* Задание 1 *
Как называется эссе Бродского, которое цитируется в исходном отрывке?

* Исходный отрывок *
С самого начала, уже в ранней юности, Бродский взял внутренне близкого поэта не за образец, а за точку отсчета. В зрелые годы, говоря о поэтах разных стран и времен, он часто повторял, что для большого поэта точкой отсчета становится конец, предел творчества его предшественников и современников.

Ученичество у Ахматовой – главной соперницы и современницы Цветаевой, очень на нее не похожей, вероятно, помогало Бродскому освобождаться от сильного влияния Цветаевой на его поэтику, и в то же время – так как Бродский никогда не был послушным учеником – можно не сомневаться, что критический взгляд Ахматовой на Цветаеву постоянно побуждал Бродского вчитываться в тексты Цветаевой, находя в них все больше силы и глубины.

В специальных работах разного жанра – двух статьях, докладе и в интервью о Цветаевой – Бродский выступает как серьезный исследователь, к чему, несомненно, побуждает объект описания и анализа. Цветаева знала это свойство своих текстов и как будто задавала направление будущим исследованиям ее поэзии:

Стоит мне только начать рассказывать человеку то, что я чувствую, как – мгновенно – реплика: «Но ведь это же рассуждение! ‹…› Четкость моих чувств заставляет людей принимать их за рассуждения» («Отрывки из книги “Земные приметы”». Цветаева, 1994-а: 524).

Бродский, отнюдь не стремящийся уместиться в рамках заданного жанра, рассказывает прежде всего о своем чувстве к творчеству Цветаевой, и у него получается философский анализ ее произведений. Объясняя Цветаеву читателю, слушателю, собеседнику, он объясняет себя, смысл поэзии и смысл жизни – иногда запинаясь, иногда противореча себе, но увлекаясь процессом, поскольку он поставил перед собой трудную задачу – сказать самое главное не стихами. Вспомним, что в эссе «Поэт и проза» он писал:

…в обращении поэта к прозе – к этой априорно «нормальной» форме общения с читателем – есть всегда некий мотив снижения темпа, переключения скорости, попытки объясниться, объяснить себя (Бродский, 1999: 131).

* Записи *
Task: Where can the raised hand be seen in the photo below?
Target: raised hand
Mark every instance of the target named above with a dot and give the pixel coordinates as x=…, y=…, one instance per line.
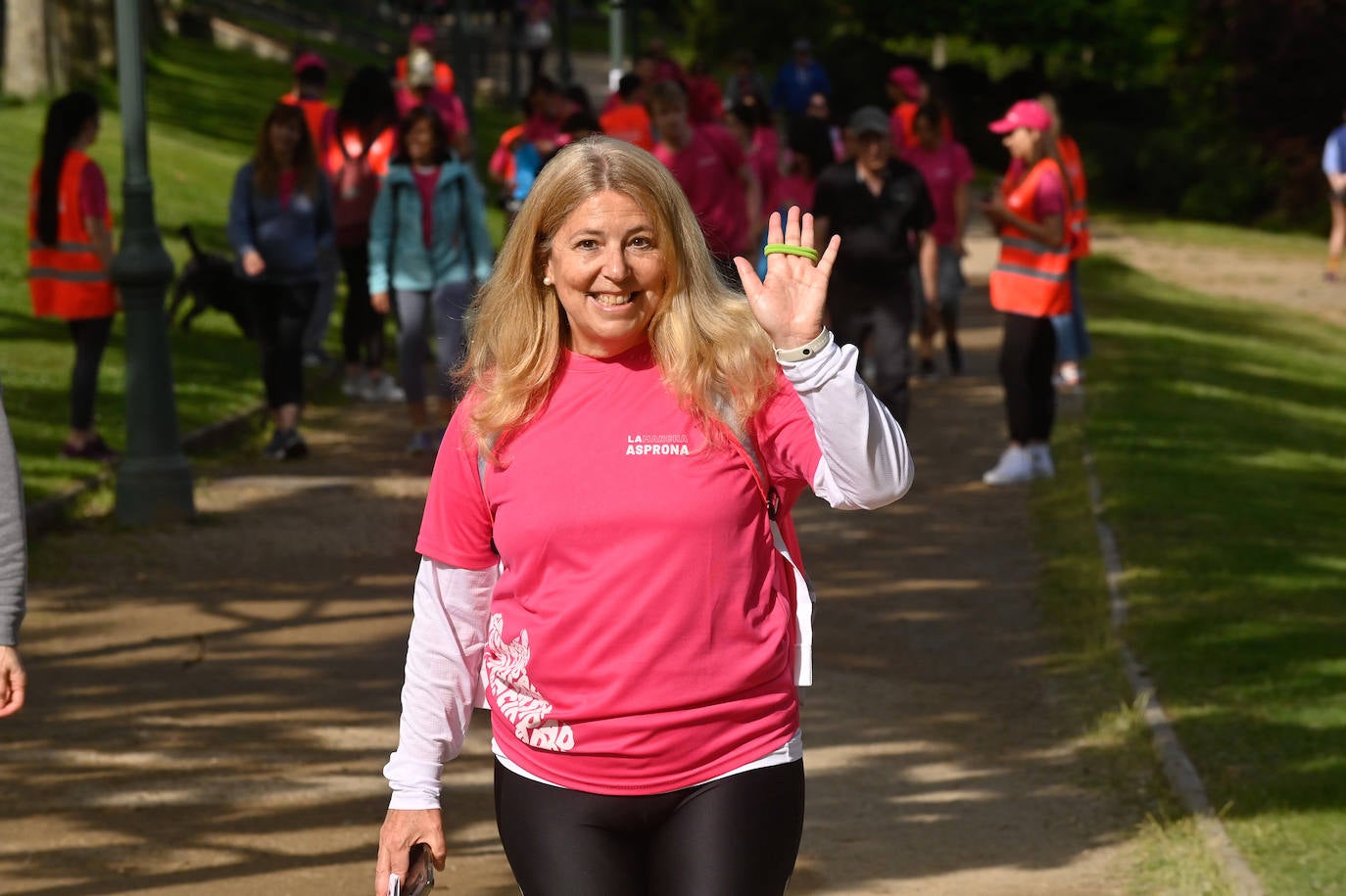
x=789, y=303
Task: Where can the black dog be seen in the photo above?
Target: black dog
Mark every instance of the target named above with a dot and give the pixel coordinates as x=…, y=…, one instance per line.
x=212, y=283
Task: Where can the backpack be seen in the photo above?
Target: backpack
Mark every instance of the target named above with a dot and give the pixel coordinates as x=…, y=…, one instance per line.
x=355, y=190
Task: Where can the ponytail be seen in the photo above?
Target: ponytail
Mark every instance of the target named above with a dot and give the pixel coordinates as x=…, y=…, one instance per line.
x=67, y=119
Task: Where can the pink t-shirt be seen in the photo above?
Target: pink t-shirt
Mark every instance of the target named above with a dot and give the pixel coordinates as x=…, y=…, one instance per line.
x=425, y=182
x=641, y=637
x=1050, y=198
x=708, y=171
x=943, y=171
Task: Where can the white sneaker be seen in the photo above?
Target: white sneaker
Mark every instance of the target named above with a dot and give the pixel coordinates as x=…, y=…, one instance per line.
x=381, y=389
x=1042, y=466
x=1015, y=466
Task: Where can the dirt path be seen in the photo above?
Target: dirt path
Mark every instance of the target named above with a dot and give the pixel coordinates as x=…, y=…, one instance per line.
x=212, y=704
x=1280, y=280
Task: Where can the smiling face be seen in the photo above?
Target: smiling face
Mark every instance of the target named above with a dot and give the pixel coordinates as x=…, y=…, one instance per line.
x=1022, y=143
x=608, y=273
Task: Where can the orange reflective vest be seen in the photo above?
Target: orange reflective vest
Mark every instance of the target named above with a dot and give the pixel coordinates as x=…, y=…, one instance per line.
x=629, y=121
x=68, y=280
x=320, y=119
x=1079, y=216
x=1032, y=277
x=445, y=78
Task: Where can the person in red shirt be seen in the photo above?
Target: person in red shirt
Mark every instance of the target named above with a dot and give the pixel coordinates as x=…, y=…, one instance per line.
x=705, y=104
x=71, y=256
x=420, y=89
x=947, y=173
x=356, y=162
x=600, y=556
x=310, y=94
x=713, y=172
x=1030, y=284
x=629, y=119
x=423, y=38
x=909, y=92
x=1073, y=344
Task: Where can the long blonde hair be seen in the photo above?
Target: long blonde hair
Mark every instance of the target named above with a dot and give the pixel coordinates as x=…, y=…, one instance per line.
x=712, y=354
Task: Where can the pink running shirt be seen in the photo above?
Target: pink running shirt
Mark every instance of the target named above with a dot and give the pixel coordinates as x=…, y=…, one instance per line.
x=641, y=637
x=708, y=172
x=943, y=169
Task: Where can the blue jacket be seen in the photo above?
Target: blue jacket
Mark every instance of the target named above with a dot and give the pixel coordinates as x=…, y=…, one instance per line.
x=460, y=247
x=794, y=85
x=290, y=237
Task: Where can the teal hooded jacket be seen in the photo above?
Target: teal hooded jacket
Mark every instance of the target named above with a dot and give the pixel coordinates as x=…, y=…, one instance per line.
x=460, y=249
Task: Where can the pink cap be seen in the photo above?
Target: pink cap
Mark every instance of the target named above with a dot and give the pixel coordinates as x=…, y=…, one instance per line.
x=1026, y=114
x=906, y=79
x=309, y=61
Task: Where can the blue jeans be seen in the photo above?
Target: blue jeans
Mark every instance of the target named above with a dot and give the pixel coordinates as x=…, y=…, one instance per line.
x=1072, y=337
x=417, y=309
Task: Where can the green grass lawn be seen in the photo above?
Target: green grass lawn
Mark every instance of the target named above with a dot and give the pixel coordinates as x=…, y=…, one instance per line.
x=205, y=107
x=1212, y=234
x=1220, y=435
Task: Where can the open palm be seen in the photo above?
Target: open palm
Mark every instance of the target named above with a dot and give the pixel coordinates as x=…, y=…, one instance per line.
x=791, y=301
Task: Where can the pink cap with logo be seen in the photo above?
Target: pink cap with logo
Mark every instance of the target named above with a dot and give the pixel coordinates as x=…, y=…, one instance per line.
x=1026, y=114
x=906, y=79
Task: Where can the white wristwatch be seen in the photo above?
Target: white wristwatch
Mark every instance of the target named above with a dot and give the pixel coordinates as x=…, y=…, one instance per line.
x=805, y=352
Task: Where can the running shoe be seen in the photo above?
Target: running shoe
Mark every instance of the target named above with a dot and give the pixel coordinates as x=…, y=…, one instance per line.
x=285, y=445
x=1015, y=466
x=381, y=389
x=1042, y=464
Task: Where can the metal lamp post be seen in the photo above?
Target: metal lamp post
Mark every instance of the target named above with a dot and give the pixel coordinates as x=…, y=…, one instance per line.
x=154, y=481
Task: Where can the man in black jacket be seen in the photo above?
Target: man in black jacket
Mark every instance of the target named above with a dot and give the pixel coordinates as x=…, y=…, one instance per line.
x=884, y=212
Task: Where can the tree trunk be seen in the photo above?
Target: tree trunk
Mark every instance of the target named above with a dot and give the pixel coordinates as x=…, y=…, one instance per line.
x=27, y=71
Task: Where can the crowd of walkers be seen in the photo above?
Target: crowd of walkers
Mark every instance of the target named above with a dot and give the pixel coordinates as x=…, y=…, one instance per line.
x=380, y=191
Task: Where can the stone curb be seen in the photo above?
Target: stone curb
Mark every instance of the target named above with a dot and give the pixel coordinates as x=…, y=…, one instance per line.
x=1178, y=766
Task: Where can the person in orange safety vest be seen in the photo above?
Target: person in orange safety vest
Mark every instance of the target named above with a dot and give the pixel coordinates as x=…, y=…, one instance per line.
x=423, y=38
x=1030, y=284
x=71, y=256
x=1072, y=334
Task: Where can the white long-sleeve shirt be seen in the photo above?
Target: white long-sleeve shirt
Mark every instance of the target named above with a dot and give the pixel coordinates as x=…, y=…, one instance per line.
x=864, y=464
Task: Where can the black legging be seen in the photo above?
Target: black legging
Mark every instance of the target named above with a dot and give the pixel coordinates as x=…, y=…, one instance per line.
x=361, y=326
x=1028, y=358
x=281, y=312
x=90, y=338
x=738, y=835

* Задание 2 *
Перепишите строки записей от строки, содержащей «Task: Where can the crowd», до строки, содержащей «x=1072, y=334», включительно в виде JSON-списка строк. Каждая строка должна стать отдельной строкой списка, пустые строки пропустите.

* Полный ответ 1 *
Эссе называется «Поэт и проза».

* Полный ответ 2 *
[
  "Task: Where can the crowd of walkers be seen in the photo above?",
  "Target: crowd of walkers",
  "Mark every instance of the target named above with a dot and give the pixel coordinates as x=…, y=…, one instance per line.",
  "x=380, y=191",
  "Task: Where can the stone curb be seen in the photo above?",
  "Target: stone curb",
  "Mark every instance of the target named above with a dot and give the pixel coordinates as x=…, y=…, one instance per line.",
  "x=1178, y=766",
  "Task: Where can the person in orange safety vest be seen in the photo above?",
  "Target: person in orange safety vest",
  "Mark every instance of the target named above with a dot and give the pixel coordinates as x=…, y=…, one instance per line.",
  "x=423, y=38",
  "x=1030, y=284",
  "x=71, y=256",
  "x=1072, y=334"
]